▶ _Activity_:
All that is wanted is an exact copy of the lines below, starting at the one that contains "of the flowering" and running to the end.

*** Opening of Dataset ***

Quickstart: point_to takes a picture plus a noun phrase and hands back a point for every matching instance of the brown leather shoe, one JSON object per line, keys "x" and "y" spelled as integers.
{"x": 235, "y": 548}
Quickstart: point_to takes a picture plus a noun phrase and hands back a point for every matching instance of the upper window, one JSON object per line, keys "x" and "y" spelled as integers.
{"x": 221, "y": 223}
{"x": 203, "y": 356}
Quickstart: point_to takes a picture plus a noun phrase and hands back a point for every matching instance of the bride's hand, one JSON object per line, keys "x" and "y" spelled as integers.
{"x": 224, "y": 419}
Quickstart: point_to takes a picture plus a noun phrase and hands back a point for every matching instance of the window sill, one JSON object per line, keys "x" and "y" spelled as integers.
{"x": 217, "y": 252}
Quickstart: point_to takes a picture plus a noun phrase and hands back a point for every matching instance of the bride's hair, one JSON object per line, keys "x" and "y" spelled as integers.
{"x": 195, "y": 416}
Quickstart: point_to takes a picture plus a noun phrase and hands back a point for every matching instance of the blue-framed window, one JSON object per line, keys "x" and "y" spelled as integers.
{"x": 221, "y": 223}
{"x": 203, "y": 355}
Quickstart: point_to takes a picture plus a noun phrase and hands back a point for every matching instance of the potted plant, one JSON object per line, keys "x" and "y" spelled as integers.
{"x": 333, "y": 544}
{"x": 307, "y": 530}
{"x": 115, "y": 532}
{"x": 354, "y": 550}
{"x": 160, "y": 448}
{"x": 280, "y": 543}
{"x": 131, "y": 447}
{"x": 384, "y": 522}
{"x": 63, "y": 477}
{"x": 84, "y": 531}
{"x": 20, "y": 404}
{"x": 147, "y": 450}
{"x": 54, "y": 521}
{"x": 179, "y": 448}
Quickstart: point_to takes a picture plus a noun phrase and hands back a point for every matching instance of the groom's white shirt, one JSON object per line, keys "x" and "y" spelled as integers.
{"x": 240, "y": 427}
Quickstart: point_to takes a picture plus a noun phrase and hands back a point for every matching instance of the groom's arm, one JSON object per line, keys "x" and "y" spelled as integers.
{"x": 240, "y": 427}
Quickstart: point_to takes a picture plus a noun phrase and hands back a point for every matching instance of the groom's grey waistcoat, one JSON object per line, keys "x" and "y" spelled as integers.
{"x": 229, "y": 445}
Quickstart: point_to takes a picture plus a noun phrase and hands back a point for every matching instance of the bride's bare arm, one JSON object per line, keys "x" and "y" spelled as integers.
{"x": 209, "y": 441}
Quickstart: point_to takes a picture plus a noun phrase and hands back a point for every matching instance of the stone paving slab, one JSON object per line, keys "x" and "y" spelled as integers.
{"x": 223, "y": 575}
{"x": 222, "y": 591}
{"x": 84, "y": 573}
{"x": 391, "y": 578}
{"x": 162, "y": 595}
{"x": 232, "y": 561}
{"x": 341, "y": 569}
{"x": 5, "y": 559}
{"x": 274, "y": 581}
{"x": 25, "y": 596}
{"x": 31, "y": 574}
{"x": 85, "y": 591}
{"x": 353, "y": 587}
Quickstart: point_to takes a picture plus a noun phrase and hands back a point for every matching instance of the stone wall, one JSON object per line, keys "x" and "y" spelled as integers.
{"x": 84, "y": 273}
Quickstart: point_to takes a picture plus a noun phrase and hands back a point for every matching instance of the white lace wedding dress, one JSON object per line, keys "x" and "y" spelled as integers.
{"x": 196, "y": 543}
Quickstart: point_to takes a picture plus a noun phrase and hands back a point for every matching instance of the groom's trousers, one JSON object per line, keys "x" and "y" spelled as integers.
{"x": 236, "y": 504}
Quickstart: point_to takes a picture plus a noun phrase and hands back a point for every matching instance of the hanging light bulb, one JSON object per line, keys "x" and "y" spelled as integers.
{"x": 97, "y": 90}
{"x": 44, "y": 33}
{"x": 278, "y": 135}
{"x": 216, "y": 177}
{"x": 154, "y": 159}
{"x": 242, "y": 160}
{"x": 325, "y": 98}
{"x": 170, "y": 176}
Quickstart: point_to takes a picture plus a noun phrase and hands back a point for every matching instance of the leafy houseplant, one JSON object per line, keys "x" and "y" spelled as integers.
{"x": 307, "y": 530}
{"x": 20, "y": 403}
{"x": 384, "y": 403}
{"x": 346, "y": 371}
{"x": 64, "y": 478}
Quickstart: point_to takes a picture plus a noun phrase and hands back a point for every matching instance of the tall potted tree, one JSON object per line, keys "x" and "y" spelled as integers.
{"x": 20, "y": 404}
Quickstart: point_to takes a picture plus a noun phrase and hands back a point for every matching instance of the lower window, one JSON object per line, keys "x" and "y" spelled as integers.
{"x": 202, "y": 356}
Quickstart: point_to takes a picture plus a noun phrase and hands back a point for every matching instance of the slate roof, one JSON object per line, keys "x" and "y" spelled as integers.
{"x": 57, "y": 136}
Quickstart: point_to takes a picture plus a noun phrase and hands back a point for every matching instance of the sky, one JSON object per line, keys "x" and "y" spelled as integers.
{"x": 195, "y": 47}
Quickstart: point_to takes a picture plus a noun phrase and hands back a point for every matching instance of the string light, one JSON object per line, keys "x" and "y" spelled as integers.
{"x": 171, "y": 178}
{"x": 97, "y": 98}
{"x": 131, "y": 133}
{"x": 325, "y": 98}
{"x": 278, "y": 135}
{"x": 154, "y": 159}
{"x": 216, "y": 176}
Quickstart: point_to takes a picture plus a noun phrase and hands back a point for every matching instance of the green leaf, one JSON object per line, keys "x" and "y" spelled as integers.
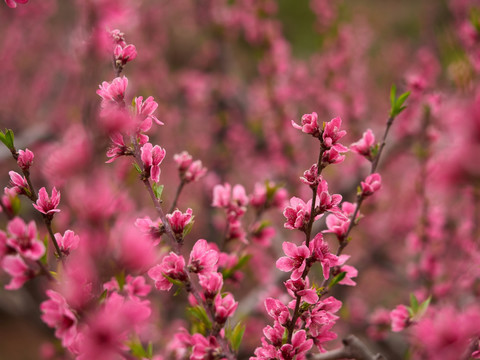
{"x": 157, "y": 190}
{"x": 414, "y": 303}
{"x": 237, "y": 336}
{"x": 137, "y": 168}
{"x": 199, "y": 313}
{"x": 103, "y": 296}
{"x": 120, "y": 279}
{"x": 393, "y": 95}
{"x": 137, "y": 349}
{"x": 188, "y": 228}
{"x": 150, "y": 350}
{"x": 7, "y": 138}
{"x": 422, "y": 309}
{"x": 337, "y": 279}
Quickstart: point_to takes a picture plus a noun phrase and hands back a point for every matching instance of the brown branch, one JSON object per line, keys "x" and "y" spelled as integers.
{"x": 353, "y": 348}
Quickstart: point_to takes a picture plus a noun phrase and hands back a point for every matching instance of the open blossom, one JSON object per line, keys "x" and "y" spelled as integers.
{"x": 309, "y": 124}
{"x": 152, "y": 157}
{"x": 23, "y": 238}
{"x": 365, "y": 145}
{"x": 18, "y": 182}
{"x": 125, "y": 54}
{"x": 328, "y": 202}
{"x": 332, "y": 134}
{"x": 203, "y": 259}
{"x": 69, "y": 241}
{"x": 13, "y": 3}
{"x": 172, "y": 266}
{"x": 225, "y": 306}
{"x": 211, "y": 284}
{"x": 45, "y": 204}
{"x": 400, "y": 318}
{"x": 57, "y": 314}
{"x": 118, "y": 147}
{"x": 204, "y": 348}
{"x": 298, "y": 348}
{"x": 113, "y": 92}
{"x": 25, "y": 159}
{"x": 277, "y": 310}
{"x": 178, "y": 220}
{"x": 321, "y": 253}
{"x": 295, "y": 259}
{"x": 145, "y": 109}
{"x": 339, "y": 226}
{"x": 371, "y": 184}
{"x": 297, "y": 214}
{"x": 18, "y": 270}
{"x": 350, "y": 271}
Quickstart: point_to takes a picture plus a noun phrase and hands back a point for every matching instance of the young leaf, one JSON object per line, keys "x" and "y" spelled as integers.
{"x": 414, "y": 303}
{"x": 199, "y": 313}
{"x": 338, "y": 278}
{"x": 157, "y": 190}
{"x": 237, "y": 336}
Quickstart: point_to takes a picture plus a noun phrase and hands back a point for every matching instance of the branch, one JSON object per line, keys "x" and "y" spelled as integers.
{"x": 353, "y": 348}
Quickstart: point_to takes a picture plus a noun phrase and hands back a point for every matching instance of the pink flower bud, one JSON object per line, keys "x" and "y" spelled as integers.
{"x": 25, "y": 159}
{"x": 371, "y": 184}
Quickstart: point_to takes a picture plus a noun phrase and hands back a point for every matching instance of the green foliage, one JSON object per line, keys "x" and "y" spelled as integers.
{"x": 337, "y": 279}
{"x": 157, "y": 190}
{"x": 396, "y": 103}
{"x": 235, "y": 335}
{"x": 7, "y": 138}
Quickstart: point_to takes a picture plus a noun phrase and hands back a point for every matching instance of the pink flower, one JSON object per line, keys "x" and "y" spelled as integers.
{"x": 332, "y": 134}
{"x": 295, "y": 259}
{"x": 195, "y": 171}
{"x": 321, "y": 253}
{"x": 145, "y": 109}
{"x": 113, "y": 92}
{"x": 152, "y": 157}
{"x": 203, "y": 259}
{"x": 118, "y": 37}
{"x": 172, "y": 266}
{"x": 298, "y": 348}
{"x": 328, "y": 202}
{"x": 125, "y": 54}
{"x": 339, "y": 226}
{"x": 400, "y": 318}
{"x": 46, "y": 205}
{"x": 365, "y": 145}
{"x": 183, "y": 161}
{"x": 118, "y": 147}
{"x": 350, "y": 271}
{"x": 18, "y": 270}
{"x": 277, "y": 310}
{"x": 225, "y": 306}
{"x": 301, "y": 287}
{"x": 309, "y": 124}
{"x": 57, "y": 314}
{"x": 25, "y": 159}
{"x": 297, "y": 214}
{"x": 211, "y": 284}
{"x": 69, "y": 241}
{"x": 13, "y": 3}
{"x": 23, "y": 238}
{"x": 371, "y": 184}
{"x": 136, "y": 286}
{"x": 332, "y": 156}
{"x": 18, "y": 182}
{"x": 310, "y": 177}
{"x": 204, "y": 348}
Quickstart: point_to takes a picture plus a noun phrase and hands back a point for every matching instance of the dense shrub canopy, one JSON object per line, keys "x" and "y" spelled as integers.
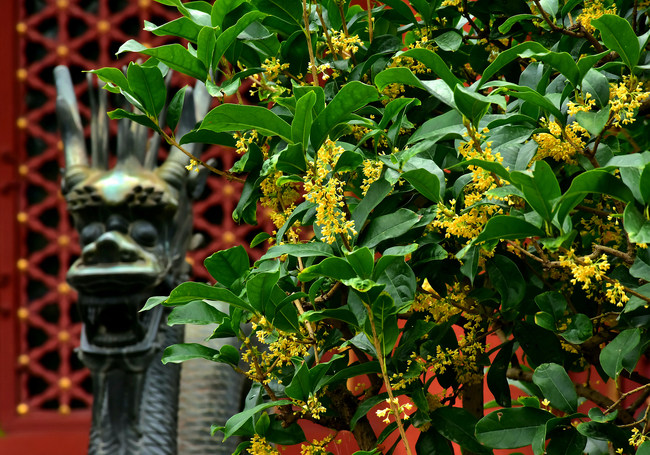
{"x": 476, "y": 178}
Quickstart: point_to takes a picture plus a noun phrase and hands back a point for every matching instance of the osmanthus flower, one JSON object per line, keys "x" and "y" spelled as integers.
{"x": 624, "y": 98}
{"x": 259, "y": 446}
{"x": 325, "y": 189}
{"x": 562, "y": 144}
{"x": 593, "y": 9}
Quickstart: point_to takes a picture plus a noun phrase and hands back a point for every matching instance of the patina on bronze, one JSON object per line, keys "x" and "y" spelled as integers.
{"x": 134, "y": 222}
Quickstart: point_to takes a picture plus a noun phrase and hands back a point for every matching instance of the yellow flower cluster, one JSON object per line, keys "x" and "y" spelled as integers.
{"x": 273, "y": 68}
{"x": 371, "y": 173}
{"x": 317, "y": 447}
{"x": 345, "y": 46}
{"x": 616, "y": 294}
{"x": 313, "y": 407}
{"x": 584, "y": 269}
{"x": 593, "y": 9}
{"x": 193, "y": 166}
{"x": 259, "y": 446}
{"x": 244, "y": 140}
{"x": 325, "y": 69}
{"x": 325, "y": 190}
{"x": 561, "y": 144}
{"x": 583, "y": 104}
{"x": 624, "y": 98}
{"x": 387, "y": 412}
{"x": 637, "y": 438}
{"x": 280, "y": 200}
{"x": 280, "y": 347}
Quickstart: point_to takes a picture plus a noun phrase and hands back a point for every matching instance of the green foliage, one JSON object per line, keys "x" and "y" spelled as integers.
{"x": 461, "y": 194}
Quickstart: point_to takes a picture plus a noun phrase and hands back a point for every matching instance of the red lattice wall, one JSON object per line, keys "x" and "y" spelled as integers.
{"x": 42, "y": 384}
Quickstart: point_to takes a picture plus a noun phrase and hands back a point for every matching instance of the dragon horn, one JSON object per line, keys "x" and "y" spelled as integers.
{"x": 74, "y": 145}
{"x": 98, "y": 124}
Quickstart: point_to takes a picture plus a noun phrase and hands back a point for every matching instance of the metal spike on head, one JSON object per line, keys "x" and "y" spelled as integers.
{"x": 99, "y": 130}
{"x": 74, "y": 143}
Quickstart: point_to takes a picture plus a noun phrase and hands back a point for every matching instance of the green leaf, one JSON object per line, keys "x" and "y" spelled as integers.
{"x": 237, "y": 117}
{"x": 238, "y": 420}
{"x": 540, "y": 188}
{"x": 505, "y": 227}
{"x": 228, "y": 266}
{"x": 385, "y": 318}
{"x": 434, "y": 62}
{"x": 292, "y": 159}
{"x": 220, "y": 9}
{"x": 181, "y": 27}
{"x": 508, "y": 56}
{"x": 593, "y": 181}
{"x": 496, "y": 376}
{"x": 457, "y": 425}
{"x": 389, "y": 226}
{"x": 173, "y": 55}
{"x": 188, "y": 292}
{"x": 229, "y": 36}
{"x": 557, "y": 387}
{"x": 472, "y": 105}
{"x": 614, "y": 354}
{"x": 137, "y": 118}
{"x": 300, "y": 387}
{"x": 352, "y": 96}
{"x": 594, "y": 122}
{"x": 636, "y": 224}
{"x": 507, "y": 280}
{"x": 426, "y": 183}
{"x": 302, "y": 121}
{"x": 507, "y": 25}
{"x": 175, "y": 109}
{"x": 197, "y": 312}
{"x": 177, "y": 353}
{"x": 362, "y": 261}
{"x": 299, "y": 250}
{"x": 335, "y": 267}
{"x": 449, "y": 41}
{"x": 618, "y": 35}
{"x": 375, "y": 195}
{"x": 511, "y": 428}
{"x": 580, "y": 329}
{"x": 259, "y": 289}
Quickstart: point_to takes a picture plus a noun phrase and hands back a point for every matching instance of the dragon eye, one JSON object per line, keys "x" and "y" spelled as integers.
{"x": 144, "y": 233}
{"x": 91, "y": 232}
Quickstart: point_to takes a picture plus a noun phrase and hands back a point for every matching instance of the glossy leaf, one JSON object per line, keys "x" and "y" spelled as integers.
{"x": 510, "y": 428}
{"x": 618, "y": 35}
{"x": 556, "y": 386}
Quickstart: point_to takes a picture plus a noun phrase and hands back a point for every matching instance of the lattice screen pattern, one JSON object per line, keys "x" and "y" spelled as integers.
{"x": 82, "y": 34}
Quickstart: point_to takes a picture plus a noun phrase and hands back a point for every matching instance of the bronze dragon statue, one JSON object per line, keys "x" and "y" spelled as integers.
{"x": 134, "y": 221}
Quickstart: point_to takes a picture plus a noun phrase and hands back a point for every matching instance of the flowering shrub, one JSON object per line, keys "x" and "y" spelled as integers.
{"x": 476, "y": 176}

*** Close of Dataset ***

▶ _Problem solution_:
Quickstart: point_to takes a picture plus a noun phrase and hands back a point for every matching instance of the flowering shrub, one JSON object per line, keys "x" and "y" spelled as integers.
{"x": 476, "y": 176}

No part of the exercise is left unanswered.